• _EXTRACTED MATERIAL_
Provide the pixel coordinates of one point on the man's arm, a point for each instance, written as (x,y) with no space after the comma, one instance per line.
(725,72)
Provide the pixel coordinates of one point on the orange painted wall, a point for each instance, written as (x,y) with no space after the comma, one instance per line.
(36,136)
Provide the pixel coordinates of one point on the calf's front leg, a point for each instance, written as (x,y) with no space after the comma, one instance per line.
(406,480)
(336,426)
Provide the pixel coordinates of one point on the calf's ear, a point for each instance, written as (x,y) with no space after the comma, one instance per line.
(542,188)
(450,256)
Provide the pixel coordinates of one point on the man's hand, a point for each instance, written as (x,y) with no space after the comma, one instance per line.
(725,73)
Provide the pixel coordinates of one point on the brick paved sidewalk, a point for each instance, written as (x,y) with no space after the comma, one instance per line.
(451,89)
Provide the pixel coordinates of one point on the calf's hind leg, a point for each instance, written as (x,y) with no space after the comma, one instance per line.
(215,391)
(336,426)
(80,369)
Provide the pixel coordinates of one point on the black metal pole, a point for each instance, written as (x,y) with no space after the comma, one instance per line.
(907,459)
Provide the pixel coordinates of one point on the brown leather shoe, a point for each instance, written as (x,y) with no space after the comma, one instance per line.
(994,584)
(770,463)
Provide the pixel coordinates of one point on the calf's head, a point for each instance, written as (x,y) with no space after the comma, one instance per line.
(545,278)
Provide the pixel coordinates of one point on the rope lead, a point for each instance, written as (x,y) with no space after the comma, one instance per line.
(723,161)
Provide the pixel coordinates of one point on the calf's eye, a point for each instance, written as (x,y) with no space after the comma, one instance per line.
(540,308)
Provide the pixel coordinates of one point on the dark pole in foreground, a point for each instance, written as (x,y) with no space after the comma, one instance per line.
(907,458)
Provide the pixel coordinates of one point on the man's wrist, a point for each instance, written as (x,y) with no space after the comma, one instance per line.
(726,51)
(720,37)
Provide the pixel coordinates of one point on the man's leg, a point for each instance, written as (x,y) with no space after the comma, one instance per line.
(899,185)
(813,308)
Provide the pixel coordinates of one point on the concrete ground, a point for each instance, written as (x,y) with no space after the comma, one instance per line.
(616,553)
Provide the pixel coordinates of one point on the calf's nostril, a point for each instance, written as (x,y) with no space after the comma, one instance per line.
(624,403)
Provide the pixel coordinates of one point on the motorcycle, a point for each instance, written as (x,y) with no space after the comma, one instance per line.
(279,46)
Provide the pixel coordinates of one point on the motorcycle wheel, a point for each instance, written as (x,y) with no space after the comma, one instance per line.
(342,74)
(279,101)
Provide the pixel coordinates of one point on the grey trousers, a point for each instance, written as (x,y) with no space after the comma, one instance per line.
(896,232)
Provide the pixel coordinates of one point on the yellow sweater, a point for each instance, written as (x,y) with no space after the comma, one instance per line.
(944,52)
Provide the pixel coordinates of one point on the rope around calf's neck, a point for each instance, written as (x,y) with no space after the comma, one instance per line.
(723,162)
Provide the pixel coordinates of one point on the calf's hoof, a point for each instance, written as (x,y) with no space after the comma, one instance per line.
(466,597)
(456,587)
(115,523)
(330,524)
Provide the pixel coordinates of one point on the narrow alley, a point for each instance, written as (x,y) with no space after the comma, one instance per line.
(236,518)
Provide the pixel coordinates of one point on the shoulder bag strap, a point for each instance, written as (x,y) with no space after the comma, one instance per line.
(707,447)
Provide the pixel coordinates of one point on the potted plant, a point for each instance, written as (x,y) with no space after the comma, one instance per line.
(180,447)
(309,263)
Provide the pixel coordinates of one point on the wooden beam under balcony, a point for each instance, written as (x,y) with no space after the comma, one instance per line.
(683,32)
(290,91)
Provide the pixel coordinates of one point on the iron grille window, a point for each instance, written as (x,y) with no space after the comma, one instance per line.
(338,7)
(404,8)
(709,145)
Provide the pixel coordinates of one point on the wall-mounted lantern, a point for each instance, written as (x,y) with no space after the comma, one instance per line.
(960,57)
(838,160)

• _DESCRIPTION OF THE TASK_
Print all the records precisely.

• _SOLUTION_
Provide the pixel coordinates of one point on the man's arm, a point for each instance, written as (x,y) with no space after the comma, one instance per line.
(725,72)
Provide the pixel coordinates of one point on the orange painted wall, a point for each instance, written as (x,y) with no space after the comma, one instance per line.
(36,136)
Provide the pixel coordinates of one point on the calf's front leg, a point for each instance, written as (x,y) with no space after the comma, one instance per line.
(406,480)
(336,426)
Provide the pixel coordinates of one point on the calf's ear, a point for each instance, written as (x,y) with no space after the comma, one instance per line.
(542,188)
(450,256)
Provide the pixel coordinates of one point on the man's hand, a point for each instance, written as (x,y) with no space after the comma, one instance per line.
(725,73)
Provide the pixel coordinates of one point on the brick paved sidewalk, a point for each instance, written as (x,y) with no space after the comma, one instance per line.
(451,89)
Provide the pixel coordinates of one point on the calf's hind leg, a point for each instance, written as (x,y) with no space after the comma, one instance per line.
(215,391)
(336,426)
(80,369)
Provide the pixel coordinates of one point on the black metal pole, a point for each instance, written as (x,y) with no space after the comma, one instance per line.
(907,459)
Provide the pixel coordinates of one point on the brown leather shoe, a point for each instance, written as (x,y) with no space after the comma, one instance per line.
(994,584)
(770,463)
Provide the pixel coordinates of one point on the calf's head, a point for each instance, written as (x,y) with no space after the comma, one instance per line.
(545,278)
Provide the pixel coordinates of one point on the rope lead, a point for each instance, written as (x,y) with no space after the comma, one instance per line.
(723,161)
Provide the pixel coordinates of one point on the calf's eye, a point for each instance, written as (x,y) with no space after the comma, one instance per line.
(540,308)
Provide the pixel coordinates of one point on the dark pole in foreground, a point for each instance, written as (x,y) with no space after the comma, one instance per line.
(907,458)
Provide the pixel coordinates of one point on the man's wrist, a point for each instance, written as (x,y) with no space after the comma, one instance per line.
(726,51)
(720,37)
Provide the pixel coordinates of one point on the man's leg, a point for each instance, written as (x,y) with no space after the comma, one instance per line.
(899,185)
(813,308)
Provide the pixel coordinates of one point on the concrete ground, a point for each instance, written as (x,y) with no space after the comma, one instance per line.
(616,553)
Provide the pixel coordinates of one point on the calf's nostril, a point for each instance, written as (x,y) with no space after the comma, one instance per line.
(624,403)
Provide the pixel coordinates of one point on the motorcycle, a point for each instance, written as (x,y) with no space after the comma, one instance per line.
(279,46)
Provide the pixel coordinates of one point on the motorcycle wheel, a point for each instance, written as (x,y) with no space after the comma, one instance per line.
(342,74)
(279,101)
Provide the pixel coordinates of one point on the grey trousers, a point for each instance, written as (x,y) with no space after the comma, one instance per line.
(896,232)
Provide the pixel coordinates of one point on the yellow sweater, a point for each instance, written as (x,y) with no space after the comma, one instance per line.
(944,52)
Provide the pixel coordinates of one point on the rope around calf's neck, a point for each instance, written as (x,y) with no space after the comma, one instance per line.
(723,162)
Provide the pixel coordinates of one point on the calf's hoof, a point for each instance, written as (x,y) with no space after the comma, one instance per line.
(466,597)
(456,587)
(115,523)
(330,524)
Provide the pixel coordinates of one point on the narrow alley, a point for each instance, written as (x,y) with no space after the comma, one instance per line.
(236,518)
Provide the pixel coordinates of one point on the shoulder bag strap, a point for each instance, written as (x,y) with no space after the comma, one instance per line.
(707,447)
Provide the pixel coordinates of one point on the potted plant, a point for each instance, written as (x,y) with no space after the comma, one instance per line.
(180,447)
(309,263)
Provide the pixel coordinates of one point on the wooden beam under balcony, a point for each instance, written as (x,y) with no space after the comma, one instance per line.
(683,32)
(290,91)
Provide the pixel coordinates of one point on the iron grille window, a point for each instance, written as (x,y) with no space after the comma, one instance per line.
(338,7)
(404,8)
(709,145)
Provide the pixel coordinates of one point on the wall-mounted lantern, a point for each instance, written as (x,y) with no space after the comma, one instance per line.
(960,57)
(838,160)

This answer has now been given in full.